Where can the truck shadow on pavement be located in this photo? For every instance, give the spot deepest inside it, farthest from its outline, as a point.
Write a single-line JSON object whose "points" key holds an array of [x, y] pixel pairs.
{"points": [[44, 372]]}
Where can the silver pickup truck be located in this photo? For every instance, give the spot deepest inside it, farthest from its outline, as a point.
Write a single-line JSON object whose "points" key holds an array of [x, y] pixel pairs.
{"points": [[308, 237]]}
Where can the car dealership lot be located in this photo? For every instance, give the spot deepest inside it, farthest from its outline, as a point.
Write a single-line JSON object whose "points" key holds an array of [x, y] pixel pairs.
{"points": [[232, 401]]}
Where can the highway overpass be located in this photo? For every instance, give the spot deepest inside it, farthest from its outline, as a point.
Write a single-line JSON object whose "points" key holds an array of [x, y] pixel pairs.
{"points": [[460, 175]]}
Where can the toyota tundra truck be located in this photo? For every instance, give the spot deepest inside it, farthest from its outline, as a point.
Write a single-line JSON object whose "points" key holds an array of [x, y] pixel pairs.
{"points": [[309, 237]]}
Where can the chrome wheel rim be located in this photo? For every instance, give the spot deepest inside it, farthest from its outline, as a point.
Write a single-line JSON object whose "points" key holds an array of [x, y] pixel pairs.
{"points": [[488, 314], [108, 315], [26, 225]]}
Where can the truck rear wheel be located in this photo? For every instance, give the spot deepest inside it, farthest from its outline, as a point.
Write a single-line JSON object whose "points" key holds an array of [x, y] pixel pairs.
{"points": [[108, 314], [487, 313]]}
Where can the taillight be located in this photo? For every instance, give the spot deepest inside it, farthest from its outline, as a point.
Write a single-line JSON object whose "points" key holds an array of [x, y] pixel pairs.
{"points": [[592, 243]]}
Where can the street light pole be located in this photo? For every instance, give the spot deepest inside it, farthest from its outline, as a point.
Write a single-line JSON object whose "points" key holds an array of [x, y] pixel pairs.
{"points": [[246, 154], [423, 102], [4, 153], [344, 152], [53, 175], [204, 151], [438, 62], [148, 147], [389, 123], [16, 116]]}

+ + +

REQUIRED WORK: Can you put every line of the listing above into a numbered list, leaving out any blank lines?

THE REPLY:
1. Where can the truck shadow on pavement be located in this photo? For every instance, give the spot deepest inside it, farthest from its outline, as a point.
2. Write a single-line JSON object whose "points" key holds an array of [x, y] pixel pairs.
3. {"points": [[44, 372]]}
4. Where can the silver pickup truck be located in this photo? For every instance, give the spot deepest inside it, farthest from its outline, as a point.
5. Write a single-line JSON object whose "points" key holds an array of [x, y] pixel pairs.
6. {"points": [[308, 237]]}
7. Where can the car dealership lot be located in this photo? For every instance, give the spot deepest inside it, farthest from its outline, as a point.
8. Write a single-line JSON object whose "points" key holds an array of [x, y] pixel pairs.
9. {"points": [[232, 401]]}
10. Where can the highway overpass be located in this photo? For every instance, give the spot deepest inside it, farthest from its outline, as a point.
11. Write a single-line JSON object whose "points" key holds an array of [x, y] pixel pairs.
12. {"points": [[460, 175]]}
13. Where can the toyota tundra truck be located in this photo? For every instance, give the spot deepest inside it, farthest from its outline, as a point.
14. Write a single-line JSON object whose "points" key holds an array of [x, y] pixel pairs.
15. {"points": [[309, 237]]}
16. Where can the chrome wheel rim be located in this photo? For every instance, give the spot deepest inside it, farthest from its outline, as a point.
17. Write a single-line JSON object whose "points" key holds an array of [x, y] pixel pairs.
18. {"points": [[488, 314], [108, 315], [26, 225]]}
19. Where can the truck rear wheel be located in this photo? For every instance, give the spot deepest inside it, farthest from its outline, as a point.
20. Write a single-line JSON object whose "points" key holds an array of [x, y] pixel pairs.
21. {"points": [[108, 314], [487, 313]]}
22. Where can the taillight be located in this photo? For every instance, give the spot deepest inside it, farthest from its outline, as a point.
23. Write a single-line JSON object whose "points" key holds an array of [x, y] pixel pairs.
24. {"points": [[592, 243]]}
25. Where can the street light pole be located in this photo? For every instance, give the spot deepest inside it, farthest from its outline, as a point.
26. Write a single-line JSON object whose "points" key holds an array of [x, y] pixel pairs.
27. {"points": [[246, 154], [423, 102], [4, 153], [344, 152], [53, 175], [204, 151], [438, 62], [148, 147], [389, 123], [16, 116]]}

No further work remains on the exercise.